INFORMATION section start

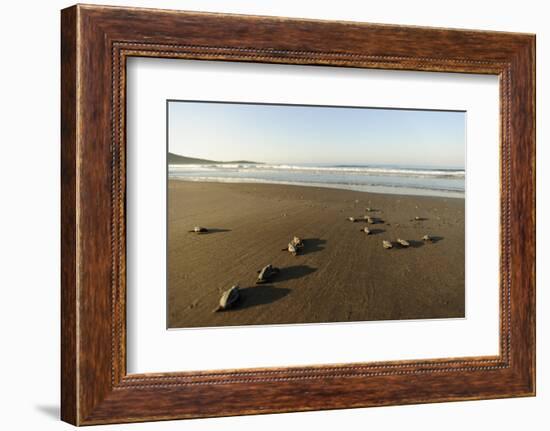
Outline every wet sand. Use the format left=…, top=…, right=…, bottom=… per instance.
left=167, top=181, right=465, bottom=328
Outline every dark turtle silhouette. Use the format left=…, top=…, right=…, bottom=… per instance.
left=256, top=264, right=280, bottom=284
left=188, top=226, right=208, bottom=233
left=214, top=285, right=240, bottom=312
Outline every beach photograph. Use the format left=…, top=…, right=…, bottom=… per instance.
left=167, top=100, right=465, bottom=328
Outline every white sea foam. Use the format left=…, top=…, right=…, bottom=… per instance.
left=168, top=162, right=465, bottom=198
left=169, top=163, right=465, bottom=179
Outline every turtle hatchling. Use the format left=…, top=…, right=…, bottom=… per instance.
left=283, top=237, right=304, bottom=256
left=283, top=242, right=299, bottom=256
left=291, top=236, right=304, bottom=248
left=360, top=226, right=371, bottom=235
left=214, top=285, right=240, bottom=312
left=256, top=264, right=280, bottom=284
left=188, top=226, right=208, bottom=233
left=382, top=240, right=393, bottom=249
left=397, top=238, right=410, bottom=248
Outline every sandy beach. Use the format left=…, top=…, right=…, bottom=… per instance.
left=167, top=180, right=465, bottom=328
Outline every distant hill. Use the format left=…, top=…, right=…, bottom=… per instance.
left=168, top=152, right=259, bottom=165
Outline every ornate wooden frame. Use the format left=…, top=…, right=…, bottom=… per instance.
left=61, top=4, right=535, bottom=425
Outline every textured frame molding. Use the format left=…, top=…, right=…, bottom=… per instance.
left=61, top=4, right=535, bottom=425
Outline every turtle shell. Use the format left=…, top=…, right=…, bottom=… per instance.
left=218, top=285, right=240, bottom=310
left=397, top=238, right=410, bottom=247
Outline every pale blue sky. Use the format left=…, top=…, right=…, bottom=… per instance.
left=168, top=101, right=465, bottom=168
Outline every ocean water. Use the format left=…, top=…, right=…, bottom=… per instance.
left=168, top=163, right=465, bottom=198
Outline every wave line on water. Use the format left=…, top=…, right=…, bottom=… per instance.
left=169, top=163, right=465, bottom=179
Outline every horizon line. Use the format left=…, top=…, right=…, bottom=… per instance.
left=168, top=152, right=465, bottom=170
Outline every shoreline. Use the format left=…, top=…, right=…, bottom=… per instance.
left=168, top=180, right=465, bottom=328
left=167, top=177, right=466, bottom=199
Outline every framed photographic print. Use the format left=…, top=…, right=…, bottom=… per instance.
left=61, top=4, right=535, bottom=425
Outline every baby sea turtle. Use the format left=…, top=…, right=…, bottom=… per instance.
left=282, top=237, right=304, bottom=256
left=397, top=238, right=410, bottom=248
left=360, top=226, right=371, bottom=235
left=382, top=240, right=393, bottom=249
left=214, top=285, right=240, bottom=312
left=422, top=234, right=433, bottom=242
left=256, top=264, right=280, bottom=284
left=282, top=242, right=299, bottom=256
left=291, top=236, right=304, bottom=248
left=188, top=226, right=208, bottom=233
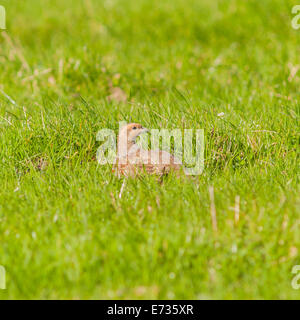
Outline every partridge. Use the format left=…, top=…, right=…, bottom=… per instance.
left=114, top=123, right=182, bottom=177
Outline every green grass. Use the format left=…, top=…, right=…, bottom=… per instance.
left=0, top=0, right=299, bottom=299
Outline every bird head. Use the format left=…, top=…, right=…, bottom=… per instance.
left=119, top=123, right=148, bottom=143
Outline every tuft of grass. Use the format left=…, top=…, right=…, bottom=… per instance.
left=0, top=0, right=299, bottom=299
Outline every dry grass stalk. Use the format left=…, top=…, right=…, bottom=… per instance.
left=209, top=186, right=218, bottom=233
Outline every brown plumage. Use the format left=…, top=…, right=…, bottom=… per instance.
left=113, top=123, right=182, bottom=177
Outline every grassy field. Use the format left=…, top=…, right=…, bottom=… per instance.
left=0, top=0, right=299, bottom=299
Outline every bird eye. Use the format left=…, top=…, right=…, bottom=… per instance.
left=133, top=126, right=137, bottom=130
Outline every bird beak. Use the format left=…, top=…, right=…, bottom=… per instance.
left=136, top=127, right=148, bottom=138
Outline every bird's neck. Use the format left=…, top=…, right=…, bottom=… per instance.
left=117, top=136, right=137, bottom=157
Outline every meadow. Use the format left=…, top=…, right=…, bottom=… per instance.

INFORMATION section end

## TASK TO CARRY OUT:
An exact printout of the listing is needed, minus any pictures it contains.

## REPLY:
Outline every wet sand. Use the format left=…, top=…, right=…, bottom=… per instance.
left=167, top=181, right=465, bottom=328
Outline every dark turtle silhouette. Use the format left=…, top=…, right=…, bottom=… per instance.
left=256, top=264, right=280, bottom=284
left=188, top=226, right=208, bottom=233
left=214, top=285, right=240, bottom=312
Outline every beach photograph. Use the format left=…, top=…, right=…, bottom=… per instance.
left=167, top=100, right=465, bottom=328
Outline every white sea foam. Use the format left=…, top=…, right=…, bottom=… per instance.
left=168, top=162, right=465, bottom=198
left=169, top=163, right=465, bottom=179
Outline every turtle hatchling. Use the format left=…, top=…, right=…, bottom=… per instance.
left=283, top=237, right=304, bottom=256
left=283, top=242, right=299, bottom=256
left=291, top=236, right=304, bottom=248
left=360, top=226, right=371, bottom=235
left=214, top=285, right=240, bottom=312
left=256, top=264, right=280, bottom=284
left=188, top=226, right=208, bottom=233
left=382, top=240, right=393, bottom=249
left=397, top=238, right=410, bottom=248
Outline every sandy beach. Use the format left=…, top=…, right=…, bottom=… per instance.
left=167, top=180, right=465, bottom=328
Outline every distant hill. Use the format left=…, top=…, right=…, bottom=… per instance.
left=168, top=152, right=259, bottom=165
Outline every ornate wooden frame. Use the format left=…, top=…, right=…, bottom=… per instance.
left=61, top=4, right=535, bottom=425
Outline every textured frame molding. Use the format left=…, top=…, right=…, bottom=… per instance.
left=61, top=4, right=535, bottom=425
Outline every turtle shell. Use the format left=…, top=…, right=…, bottom=… per instance.
left=218, top=285, right=240, bottom=310
left=397, top=238, right=410, bottom=247
Outline every pale blue sky. Use the format left=…, top=…, right=…, bottom=… per instance.
left=168, top=101, right=465, bottom=168
Outline every ocean water. Use the format left=…, top=…, right=…, bottom=… per instance.
left=168, top=163, right=465, bottom=198
Outline every wave line on water. Use the format left=…, top=…, right=…, bottom=… per instance.
left=169, top=163, right=465, bottom=179
Outline every horizon line. Use the format left=…, top=…, right=…, bottom=… per instance.
left=168, top=152, right=465, bottom=170
Outline every shoreline. Use the format left=…, top=…, right=…, bottom=… per instance.
left=168, top=180, right=465, bottom=328
left=167, top=177, right=466, bottom=199
Outline every framed photographic print. Use the format left=…, top=…, right=…, bottom=… per instance.
left=61, top=4, right=535, bottom=425
Outline every baby sea turtle. Use the format left=…, top=…, right=…, bottom=… per instance.
left=282, top=237, right=304, bottom=256
left=397, top=238, right=410, bottom=248
left=360, top=226, right=371, bottom=235
left=382, top=240, right=393, bottom=249
left=214, top=285, right=240, bottom=312
left=422, top=234, right=433, bottom=242
left=256, top=264, right=280, bottom=284
left=282, top=242, right=299, bottom=256
left=291, top=236, right=304, bottom=248
left=188, top=226, right=208, bottom=233
Outline every partridge. Use the format left=…, top=…, right=…, bottom=… per instance.
left=114, top=123, right=182, bottom=177
Outline every green grass. Use the format left=…, top=…, right=…, bottom=… per instance.
left=0, top=0, right=299, bottom=299
Outline every bird head. Use the format left=…, top=…, right=…, bottom=… per instance.
left=119, top=123, right=148, bottom=143
Outline every tuft of grass. Use the format left=…, top=…, right=…, bottom=… per instance.
left=0, top=0, right=299, bottom=299
Outline every dry grass stalk. Use the format left=…, top=…, right=…, bottom=… per instance.
left=209, top=186, right=218, bottom=233
Outline every brown plumage. Use the format left=…, top=…, right=…, bottom=… per instance.
left=113, top=123, right=182, bottom=177
Outline every grassy field. Use the format left=…, top=…, right=…, bottom=… per instance.
left=0, top=0, right=299, bottom=299
Outline every bird eye. Use the format left=…, top=…, right=…, bottom=… per instance.
left=133, top=126, right=137, bottom=130
Outline every bird beak. Use the format left=…, top=…, right=…, bottom=… per instance.
left=136, top=127, right=148, bottom=138
Outline every bird's neck. Use the format left=…, top=…, right=…, bottom=… per instance.
left=117, top=136, right=137, bottom=157
Outline every meadow. Use the format left=…, top=…, right=…, bottom=… per instance.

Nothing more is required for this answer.